◆ Objectives
1. Reproduce the passage of the speaker diarization project description that runs from "The key feature" up to and including "the audio/pending directory.".
2. Which audio file formats does the speaker diarization project description name as supported for batch processing?
3. Carry on writing the speaker diarization project description from the point where it stops.

◆ Document section
****************************************
Skip to main content

An AI-powered script to identify speakers in an audio file and split them into separate, clean tracks.

Project description

  ██╗     ██╗   ██╗██╗  ██╗██╗██╗   ██╗███╗   ███╗ 
  ██║     ██║   ██║██║ ██╔╝██║██║   ██║████╗ ████║ 
  ██║     ██║   ██║█████╔╝ ██║██║   ██║██╔████╔██║ 
  ██║     ██║   ██║██╔═██╗ ██║██║   ██║██║╚██╔╝██║ 
  ███████╗╚██████╔╝██║  ██╗██║╚██████╔╝██║ ╚═╝ ██║ 
  ╚══════╝ ╚═════╝ ╚═╝  ╚═╝╚═╝ ╚═════╝ ╚═╝     ╚═╝ 

Speaker Diarization & Splitting System

A powerful Python script that automatically identifies different speakers in an audio file and splits them into separate, clean tracks. Built by Lukium.


Overview

This project uses AI-powered speaker diarization (thanks to pyannote.audio) to process audio files containing multiple speakers. It intelligently determines who is speaking and when, then exports a separate audio file for each person.

The key feature is its ability to remove crosstalk. The output tracks contain silence when the speaker is not talking, ensuring that overlapping speech is eliminated. This makes it an ideal tool for podcast editing, interview transcription, character animation workflows, and any other task requiring isolated speaker audio.

Features

  • 🎙️ Multi-Speaker Diarization: Identifies and separates an unlimited number of speakers in a single audio file.
  • 🧹 Crosstalk Removal: Generates clean, non-overlapping audio tracks for each speaker.
  • ⚙️ Batch Processing: Automatically processes all supported audio files (.wav, .mp3, .m4a, .flac) in the audio/pending directory.
****************************************
◆ Provided data
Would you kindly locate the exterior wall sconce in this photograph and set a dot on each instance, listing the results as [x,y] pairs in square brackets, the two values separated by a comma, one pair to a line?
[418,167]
****************************************
◆ Expected outputs
1.
The key feature is its ability to remove crosstalk. The output tracks contain silence when the speaker is not talking, ensuring that overlapping speech is eliminated. This makes it an ideal tool for podcast editing, interview transcription, character animation workflows, and any other task requiring isolated speaker audio.

Features

  • 🎙️ Multi-Speaker Diarization: Identifies and separates an unlimited number of speakers in a single audio file.
  • 🧹 Crosstalk Removal: Generates clean, non-overlapping audio tracks for each speaker.
  • ⚙️ Batch Processing: Automatically processes all supported audio files (.wav, .mp3, .m4a, .flac) in the audio/pending directory.

2. .wav, .mp3, .m4a, .flac

3.
  • 🚀 GPU Acceleration: Automatically detects and uses an NVIDIA GPU for significantly faster processing.
  • 🗣️ Flexible Speaker Count: You can specify an exact number of speakers, a min/max range, or let the model detect it automatically.
  • 🤫 Verbose/Quiet Mode: Run in quiet mode for clean output, or use the --verbose flag to see detailed logs for debugging.

🤖 Automated Sanity Checks

The main split_speakers.py script is designed to make the first run as smooth as possible by including automated checks for common setup problems. If you forget a step, the script will try to help you fix it.

Missing FFmpeg: If the script can't find ffmpeg in your system's PATH, it will print an error with instructions and automatically open the FFmpeg download page in your browser before exiting.

Hugging Face Model Access: The script proactively checks if you have accepted the user agreements for the required pyannote models. If you haven't accepted one, it will print a message identifying the specific model and automatically open its Hugging Face page for you to accept the terms.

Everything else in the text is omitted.